**Exercice**
D'après l'extrait fourni, quelle maison d'édition publie l'ouvrage « Je t'aime » ?

**Extrait fourni**
■ ■ ■

Il pèse son poids et vaut son prix. “Je t’aime”, de Dominique Marny, luxueux nouvel ouvrage superbement illustré publié par les Editions des Saints Pères, est une déclaration d’amour aux saisons de l’amour. Laissez-vous guider dans ce jardin de mots et d’images. Attention danger! Car vous en tomberez amoureux.
Ne vous attendez à aucune surprise avec ce qui va suivre : l’ amour, l’amour rare, absolu, qui sait qu’il n’y a pas de beauté sans blessure, ni de bonheur sans combat, ne sort jamais vêtu qu’en rouge carmin. Et si l’amour devait être un livre, ce qui est précisément le cas ici, n’allons pas nous étonner non plus qu’il soit vêtu d’un manteau pourpre solidement armuré : le cœur y est à protéger.
Le grain de la couverture est incrusté d’une rose aux reflets d’or. L’amour aussi a ses armoiries. Et pour faire bonne mesure le tout est sous coffret. Il représente ici un dessin de Jean Cocteau où se fondent en un seul chemin les contours de deux visages. Au dos, s’invente une constellation d’étoiles qui vont ensemble en gambadant.

■ ■ ■

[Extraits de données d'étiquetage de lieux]
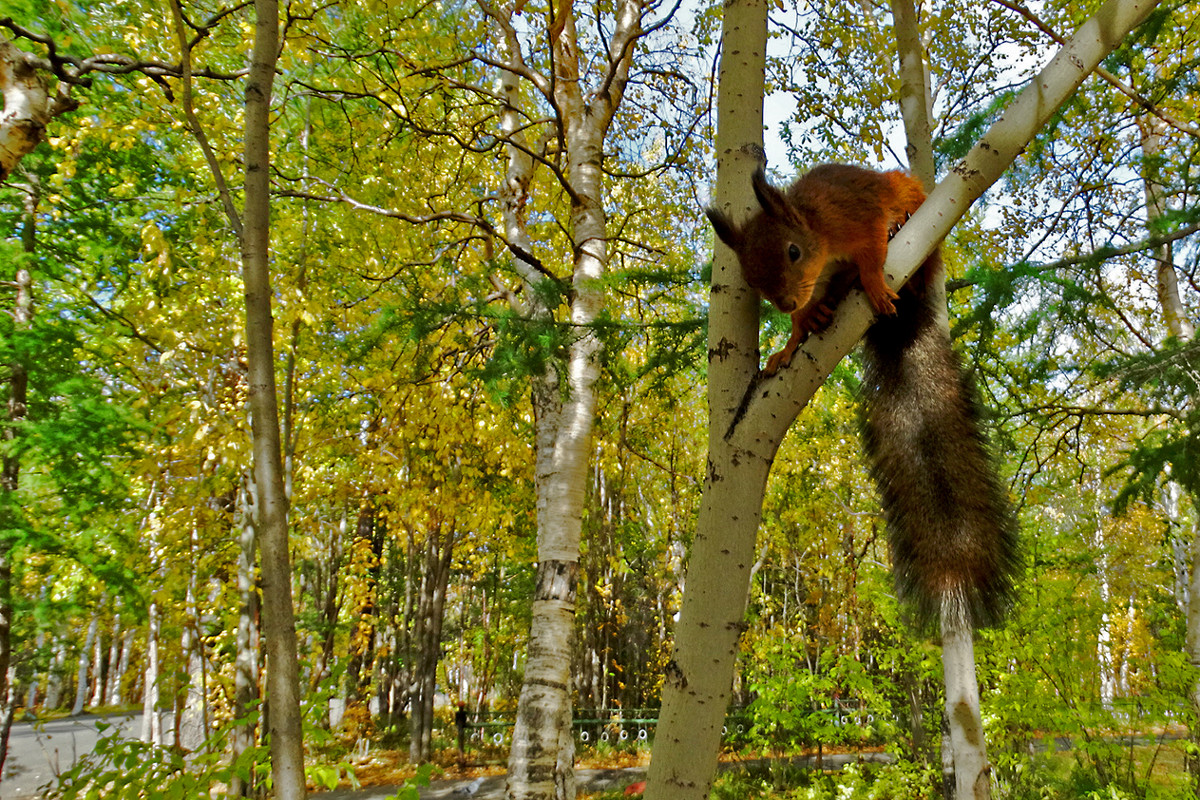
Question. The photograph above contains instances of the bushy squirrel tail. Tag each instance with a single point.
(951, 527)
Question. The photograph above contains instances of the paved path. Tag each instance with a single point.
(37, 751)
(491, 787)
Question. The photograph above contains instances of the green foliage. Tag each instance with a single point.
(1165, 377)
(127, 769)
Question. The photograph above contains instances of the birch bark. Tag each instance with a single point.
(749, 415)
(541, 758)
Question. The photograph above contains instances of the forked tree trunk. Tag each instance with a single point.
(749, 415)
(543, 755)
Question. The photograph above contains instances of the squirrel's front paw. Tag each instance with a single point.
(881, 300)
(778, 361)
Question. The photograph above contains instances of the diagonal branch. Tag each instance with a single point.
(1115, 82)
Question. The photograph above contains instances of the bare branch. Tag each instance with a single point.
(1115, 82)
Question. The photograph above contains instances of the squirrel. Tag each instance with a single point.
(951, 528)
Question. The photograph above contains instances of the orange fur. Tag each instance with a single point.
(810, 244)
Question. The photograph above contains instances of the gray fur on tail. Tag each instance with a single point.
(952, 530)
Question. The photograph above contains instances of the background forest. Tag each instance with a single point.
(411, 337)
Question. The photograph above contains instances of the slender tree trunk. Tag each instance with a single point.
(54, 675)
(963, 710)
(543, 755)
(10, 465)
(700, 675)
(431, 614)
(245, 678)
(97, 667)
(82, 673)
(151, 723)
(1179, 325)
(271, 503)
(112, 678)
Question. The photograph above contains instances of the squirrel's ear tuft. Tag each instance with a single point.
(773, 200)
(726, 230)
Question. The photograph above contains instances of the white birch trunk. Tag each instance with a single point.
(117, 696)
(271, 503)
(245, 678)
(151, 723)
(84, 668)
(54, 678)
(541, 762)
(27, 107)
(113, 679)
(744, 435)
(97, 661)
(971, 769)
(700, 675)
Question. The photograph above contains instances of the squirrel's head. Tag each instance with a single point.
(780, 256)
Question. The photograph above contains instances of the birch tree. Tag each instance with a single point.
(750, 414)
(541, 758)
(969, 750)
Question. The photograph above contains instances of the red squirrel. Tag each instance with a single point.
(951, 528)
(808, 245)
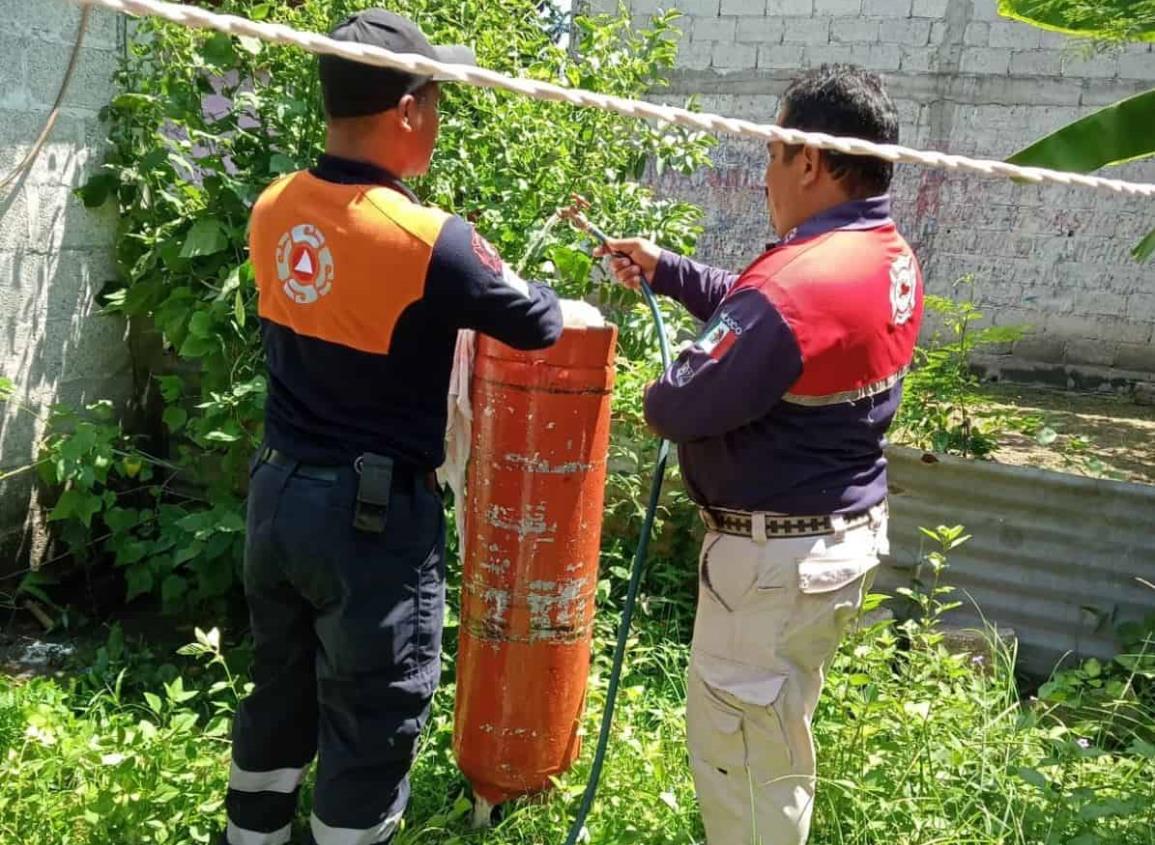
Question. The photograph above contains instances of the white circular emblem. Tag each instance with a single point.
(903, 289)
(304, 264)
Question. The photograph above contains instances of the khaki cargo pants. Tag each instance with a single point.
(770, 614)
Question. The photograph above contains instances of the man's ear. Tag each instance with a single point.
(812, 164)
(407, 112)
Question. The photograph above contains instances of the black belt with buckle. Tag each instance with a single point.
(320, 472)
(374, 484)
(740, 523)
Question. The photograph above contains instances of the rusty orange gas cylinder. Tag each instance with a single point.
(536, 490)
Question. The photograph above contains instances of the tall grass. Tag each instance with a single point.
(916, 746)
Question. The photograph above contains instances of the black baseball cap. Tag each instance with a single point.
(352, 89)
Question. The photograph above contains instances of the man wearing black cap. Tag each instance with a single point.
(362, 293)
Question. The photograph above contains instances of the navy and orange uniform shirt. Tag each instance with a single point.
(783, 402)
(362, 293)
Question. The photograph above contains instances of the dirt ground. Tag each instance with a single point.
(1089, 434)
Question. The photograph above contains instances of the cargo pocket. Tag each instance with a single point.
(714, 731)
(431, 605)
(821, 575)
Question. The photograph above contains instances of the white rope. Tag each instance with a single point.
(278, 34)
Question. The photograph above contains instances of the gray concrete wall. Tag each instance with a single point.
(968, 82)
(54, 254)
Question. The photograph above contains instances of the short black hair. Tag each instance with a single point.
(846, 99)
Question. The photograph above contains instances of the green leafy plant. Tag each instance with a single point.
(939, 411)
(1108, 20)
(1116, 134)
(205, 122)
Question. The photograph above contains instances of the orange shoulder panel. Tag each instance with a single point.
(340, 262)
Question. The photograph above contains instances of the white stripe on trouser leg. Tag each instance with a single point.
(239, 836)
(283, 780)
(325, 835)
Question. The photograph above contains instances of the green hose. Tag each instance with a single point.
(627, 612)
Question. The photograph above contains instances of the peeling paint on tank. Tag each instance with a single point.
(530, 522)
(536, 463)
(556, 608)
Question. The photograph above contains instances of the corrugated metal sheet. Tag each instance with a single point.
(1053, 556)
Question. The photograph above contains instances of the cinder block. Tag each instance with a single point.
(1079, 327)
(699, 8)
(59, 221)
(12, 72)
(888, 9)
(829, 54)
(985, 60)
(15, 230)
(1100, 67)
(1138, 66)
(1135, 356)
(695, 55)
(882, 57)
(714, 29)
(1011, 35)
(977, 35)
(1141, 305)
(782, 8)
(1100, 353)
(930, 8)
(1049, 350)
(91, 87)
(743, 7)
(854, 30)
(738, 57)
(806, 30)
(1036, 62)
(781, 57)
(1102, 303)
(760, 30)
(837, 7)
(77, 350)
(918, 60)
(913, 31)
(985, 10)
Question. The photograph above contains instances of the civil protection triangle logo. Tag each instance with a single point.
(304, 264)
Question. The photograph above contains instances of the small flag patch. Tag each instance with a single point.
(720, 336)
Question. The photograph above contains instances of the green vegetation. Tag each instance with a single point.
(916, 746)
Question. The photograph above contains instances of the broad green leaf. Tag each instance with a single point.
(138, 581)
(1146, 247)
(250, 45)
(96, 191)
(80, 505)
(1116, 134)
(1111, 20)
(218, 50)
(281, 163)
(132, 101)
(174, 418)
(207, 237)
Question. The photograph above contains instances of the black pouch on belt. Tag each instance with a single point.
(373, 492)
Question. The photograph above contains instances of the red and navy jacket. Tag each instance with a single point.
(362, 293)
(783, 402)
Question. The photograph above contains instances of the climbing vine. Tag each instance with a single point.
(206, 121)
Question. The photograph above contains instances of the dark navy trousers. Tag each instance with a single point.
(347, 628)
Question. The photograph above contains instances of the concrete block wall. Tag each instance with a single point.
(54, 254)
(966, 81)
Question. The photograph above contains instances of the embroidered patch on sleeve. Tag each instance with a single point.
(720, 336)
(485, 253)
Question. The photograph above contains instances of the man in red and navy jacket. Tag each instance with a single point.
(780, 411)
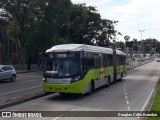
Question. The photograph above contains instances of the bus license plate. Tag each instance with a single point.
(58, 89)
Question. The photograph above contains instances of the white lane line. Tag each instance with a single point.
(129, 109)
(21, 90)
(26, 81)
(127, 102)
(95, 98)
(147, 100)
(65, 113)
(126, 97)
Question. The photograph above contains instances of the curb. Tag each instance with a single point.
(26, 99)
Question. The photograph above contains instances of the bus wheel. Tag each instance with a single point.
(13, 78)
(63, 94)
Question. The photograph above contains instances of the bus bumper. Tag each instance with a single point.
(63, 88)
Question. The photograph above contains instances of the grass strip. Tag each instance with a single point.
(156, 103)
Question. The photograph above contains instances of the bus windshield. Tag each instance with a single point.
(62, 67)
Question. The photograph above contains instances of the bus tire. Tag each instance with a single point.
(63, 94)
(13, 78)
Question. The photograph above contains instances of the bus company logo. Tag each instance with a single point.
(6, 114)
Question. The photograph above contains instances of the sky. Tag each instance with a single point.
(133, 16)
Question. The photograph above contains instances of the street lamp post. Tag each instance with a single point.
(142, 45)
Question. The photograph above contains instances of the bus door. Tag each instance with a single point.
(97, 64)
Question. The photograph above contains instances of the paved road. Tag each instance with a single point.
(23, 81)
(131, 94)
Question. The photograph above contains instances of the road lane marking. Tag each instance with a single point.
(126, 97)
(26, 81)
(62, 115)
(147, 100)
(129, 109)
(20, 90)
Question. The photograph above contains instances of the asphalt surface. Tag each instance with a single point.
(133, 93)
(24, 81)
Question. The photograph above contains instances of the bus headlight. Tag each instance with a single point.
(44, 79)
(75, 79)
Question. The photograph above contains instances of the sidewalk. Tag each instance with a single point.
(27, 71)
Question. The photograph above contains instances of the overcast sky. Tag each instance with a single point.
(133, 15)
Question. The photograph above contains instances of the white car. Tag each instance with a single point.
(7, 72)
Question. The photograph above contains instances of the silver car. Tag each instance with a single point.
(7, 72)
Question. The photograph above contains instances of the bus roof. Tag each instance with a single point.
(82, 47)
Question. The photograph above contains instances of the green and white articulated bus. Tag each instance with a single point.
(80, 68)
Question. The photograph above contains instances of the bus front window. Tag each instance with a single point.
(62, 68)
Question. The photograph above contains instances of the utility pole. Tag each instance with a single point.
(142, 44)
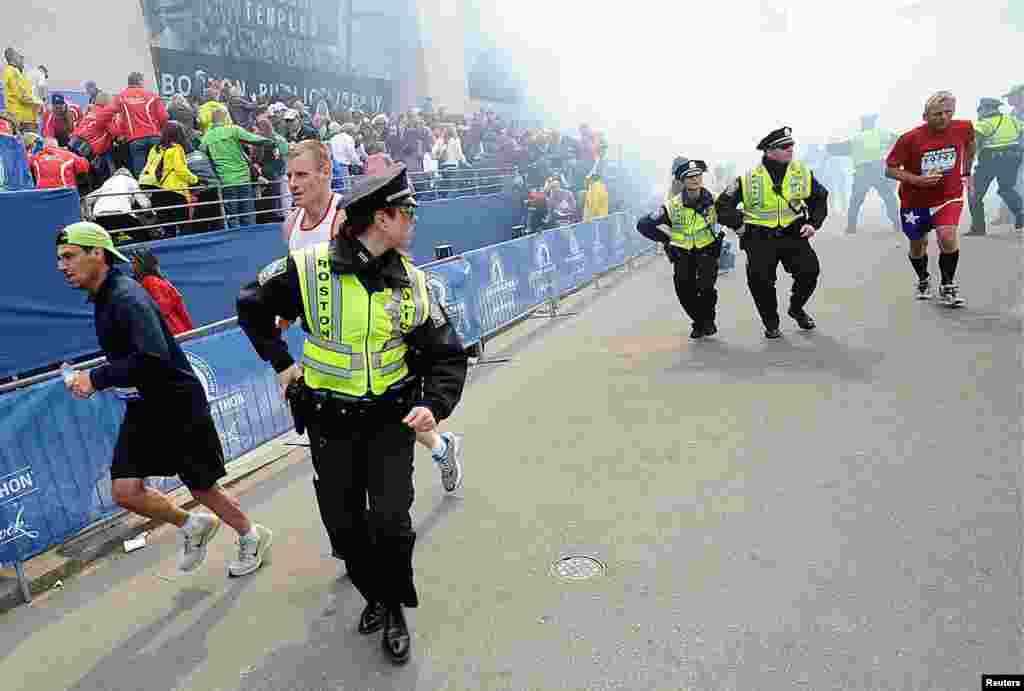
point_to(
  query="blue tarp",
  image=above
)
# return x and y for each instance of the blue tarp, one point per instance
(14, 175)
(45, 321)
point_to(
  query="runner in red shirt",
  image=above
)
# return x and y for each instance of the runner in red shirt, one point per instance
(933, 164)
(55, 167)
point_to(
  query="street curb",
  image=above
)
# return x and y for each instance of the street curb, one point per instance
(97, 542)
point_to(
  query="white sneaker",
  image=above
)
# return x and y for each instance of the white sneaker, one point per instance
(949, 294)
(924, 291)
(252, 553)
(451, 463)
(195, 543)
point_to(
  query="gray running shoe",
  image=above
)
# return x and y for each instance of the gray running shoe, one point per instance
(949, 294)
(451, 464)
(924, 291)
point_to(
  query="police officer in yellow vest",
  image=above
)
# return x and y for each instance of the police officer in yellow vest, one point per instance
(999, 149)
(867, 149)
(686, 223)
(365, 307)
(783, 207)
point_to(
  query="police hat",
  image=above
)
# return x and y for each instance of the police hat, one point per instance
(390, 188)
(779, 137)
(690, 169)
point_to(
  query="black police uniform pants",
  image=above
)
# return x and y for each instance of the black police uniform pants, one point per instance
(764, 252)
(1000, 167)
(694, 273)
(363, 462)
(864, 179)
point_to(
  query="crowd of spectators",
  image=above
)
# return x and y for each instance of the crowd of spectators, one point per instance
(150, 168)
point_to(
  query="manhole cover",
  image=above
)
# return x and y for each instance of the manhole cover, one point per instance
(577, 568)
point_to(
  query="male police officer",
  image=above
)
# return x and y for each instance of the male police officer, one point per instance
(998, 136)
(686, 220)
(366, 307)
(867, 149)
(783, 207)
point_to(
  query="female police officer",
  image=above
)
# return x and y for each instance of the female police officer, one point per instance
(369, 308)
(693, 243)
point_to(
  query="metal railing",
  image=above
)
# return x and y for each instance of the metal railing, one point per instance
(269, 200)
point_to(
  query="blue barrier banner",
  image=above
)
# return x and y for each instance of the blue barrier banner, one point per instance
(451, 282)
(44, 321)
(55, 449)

■ ■ ■

**Réponse**
Les Editions des Saints Pères.